Hm, I suppose I'm looking at it from the OPT point of view; I'd like to
see a compiler that exploits the type information. If you have PyObjects
this seems to get more difficult; could be solved if you had an
interpreter waiting in the sidelines that would handle stuff like this
that can't be compiled.

> Note that the type-assert operator has several purposes:
> 
> * a run-time assertion (and possibly: unless -O is used)
> * signal to the compiler that the expression value will have that type
>   (because otherwise, an exception would hav been raised)
> * provides a mechanism to type-check: if the compiler discovers (thru
>   inferencing) that the value has a different type than the right-hand
>   side, then it can flag an error.
> 
> The limitation you propose would actually slow things down. People would
> not be able to use the type system until a lot of modules were
> type-annotated.

I think I'm starting to see where you're coming from now, with the !
operator. It allows you to say 'from this point on, this value is an
int, otherwise the operator would've raised an exception'. The
inferencer and checker can exploit this. The point where I am coming
from is however that you lose compile-time checkability as soon as you
use any function that inserts PyObjects into the mix. I'm afraid that
even with the operator, you wouldn't be able to check most of the code,
if PyObjects are freely allowed. Perhaps I'm wrong, but I'd like to see
some more debate about this.

> > But perhaps I'm mistaken and local variables don't need type
> > descriptions, as it's easy to do type inferencing from the types of the
> > function arguments and what the function returns,
> 
> That is my (alas: unproven) belief.

How do we set about to prove it? Here I'll come with my approach again;
if you have a type checker that can handle a fully annotated function
(all names used in the function have type annotations), then you have a
platform you can build on to develop a type checker. Then you can figure
out what does need type annotations and what doesn't. You simply try to
build code that adds type annotations itself, based on inferences. You
can spew out warnings: "full type inferencing not possible, cannot
figure out type of 'foo'". The programmer can then go add type info for
'foo'. If all types are known one way (specified) or the other
(inferred), a compiler can start to do heavy duty optimization on that
code.
 
[snip]
> > I'd like to see some actual
> > examples of how this'd work first, though. For instance:
> >
> > def brilliant() ! IntType:
> >     a = []
> >     a.append(1)
> >     a.append("foo")

Rows:

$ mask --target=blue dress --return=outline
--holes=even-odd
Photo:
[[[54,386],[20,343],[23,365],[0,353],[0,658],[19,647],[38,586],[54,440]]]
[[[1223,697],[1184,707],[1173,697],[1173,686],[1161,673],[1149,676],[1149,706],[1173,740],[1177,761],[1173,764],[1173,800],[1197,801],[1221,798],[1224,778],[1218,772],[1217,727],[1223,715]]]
==
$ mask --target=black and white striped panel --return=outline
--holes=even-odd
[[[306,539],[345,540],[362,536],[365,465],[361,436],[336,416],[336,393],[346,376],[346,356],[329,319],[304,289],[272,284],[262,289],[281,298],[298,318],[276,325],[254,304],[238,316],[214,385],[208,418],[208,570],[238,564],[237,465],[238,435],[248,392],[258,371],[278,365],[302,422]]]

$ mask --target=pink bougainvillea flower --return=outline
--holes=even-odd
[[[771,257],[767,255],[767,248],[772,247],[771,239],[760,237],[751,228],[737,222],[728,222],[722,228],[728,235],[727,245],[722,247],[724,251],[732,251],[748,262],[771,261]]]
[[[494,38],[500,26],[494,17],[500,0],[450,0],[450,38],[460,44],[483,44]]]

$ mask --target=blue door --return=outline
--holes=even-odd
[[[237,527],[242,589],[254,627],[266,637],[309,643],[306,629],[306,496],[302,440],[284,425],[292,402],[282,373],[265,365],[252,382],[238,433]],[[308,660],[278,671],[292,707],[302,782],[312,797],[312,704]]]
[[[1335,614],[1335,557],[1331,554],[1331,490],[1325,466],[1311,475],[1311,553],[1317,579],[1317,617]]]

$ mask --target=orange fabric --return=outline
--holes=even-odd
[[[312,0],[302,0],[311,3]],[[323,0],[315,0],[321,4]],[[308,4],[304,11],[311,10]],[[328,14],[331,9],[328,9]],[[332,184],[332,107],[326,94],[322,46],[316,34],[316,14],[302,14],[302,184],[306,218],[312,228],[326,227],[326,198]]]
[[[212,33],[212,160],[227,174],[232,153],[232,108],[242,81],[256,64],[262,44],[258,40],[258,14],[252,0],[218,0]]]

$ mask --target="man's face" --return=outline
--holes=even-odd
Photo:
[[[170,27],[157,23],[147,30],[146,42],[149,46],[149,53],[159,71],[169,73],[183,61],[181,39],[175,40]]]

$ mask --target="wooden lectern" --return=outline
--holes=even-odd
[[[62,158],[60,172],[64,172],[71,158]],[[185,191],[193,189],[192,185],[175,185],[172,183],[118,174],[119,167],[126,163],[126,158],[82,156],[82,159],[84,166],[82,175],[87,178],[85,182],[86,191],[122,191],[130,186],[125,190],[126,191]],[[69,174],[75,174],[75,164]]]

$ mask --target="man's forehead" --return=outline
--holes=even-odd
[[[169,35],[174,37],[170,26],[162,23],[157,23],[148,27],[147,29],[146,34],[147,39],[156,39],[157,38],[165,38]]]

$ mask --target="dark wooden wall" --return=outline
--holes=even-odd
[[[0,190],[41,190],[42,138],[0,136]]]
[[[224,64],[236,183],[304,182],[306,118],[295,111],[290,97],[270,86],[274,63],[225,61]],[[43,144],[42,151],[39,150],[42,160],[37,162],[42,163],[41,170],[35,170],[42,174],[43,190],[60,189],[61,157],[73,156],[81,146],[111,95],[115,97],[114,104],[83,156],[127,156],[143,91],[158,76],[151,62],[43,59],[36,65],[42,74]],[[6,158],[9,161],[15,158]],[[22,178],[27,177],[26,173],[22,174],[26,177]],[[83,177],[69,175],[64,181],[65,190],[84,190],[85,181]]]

Work instructions:
[1] Repeat the passage from the type-checking thread word for word, starting at "Hm, I suppose" and ending at "can't be compiled.".
[2] List every purpose of the type-assert operator that the type-checking thread gives.
[3] Take the type-checking thread further from the point where it stops.
The records are not needed for anything here.

Results:
[1]
Hm, I suppose I'm looking at it from the OPT point of view; I'd like to
see a compiler that exploits the type information. If you have PyObjects
this seems to get more difficult; could be solved if you had an
interpreter waiting in the sidelines that would handle stuff like this
that can't be compiled.

[2]
- A run-time assertion, possibly skipped when -O is used
- A signal to the compiler that the expression value will have that type
- A mechanism to type-check, letting the compiler flag an error if inferencing shows the value has a different type than the right-hand side

[3]
> >     return a[0]
> >
> > What's the inferred type of 'a' now? A list with heterogenous contents,
> > that's about all you can say, and how hard is it for a type inferencer
> > to deduce even that?
> 
> It would be very difficult for an inferencer. It would have to understand
> the semantics of ListType.append(). Specifically, that the type of the
> argument is added to the set of possible types for the List elements.
> 
> Certainly: a good inferencer would understand all the builtin types and
> their methods' semantics.
> 
> > But for optimization purposes, at least, but it
> > could also help with error checking, if 'a' was a list of IntType, or
> > StringType, or something like that?
> 
> It would still need to understand the semantics to do this kind of
> checking. In my no-variable-declaration world, the type error would be
> raised at the return statement. a[0] would have the type set: (IntType,
> StringType). The compiler would flag an error stating "return value may be
> a StringType or an IntType, but it must only be an IntType".

Right, I think this would be the right behavior. But it becomes a lot
easier to get a working implementation if you get to specify the type of
'a'. If you say a is a list of StringType, it's then relatively easy for
a compile time checker to notice that you can't add an integer to it.

And possibly it also becomes clearer for the programmer; I had to think
to figure out why your compiler would complain about a[0]. I had to play
type inferencer myself. I don't have to think as much if I get to
specify what list 'a' may contain; obviously if something else it put
into it, there should be an error.
 
> > It seems tough for the type
> > inferencer to be able to figure out that this is so, but perhaps I'm
> > overestimating the difficulty.
> 
> Yes it would be tough -- you aren't overestimating :-)

What would your path towards successful implementation be, then?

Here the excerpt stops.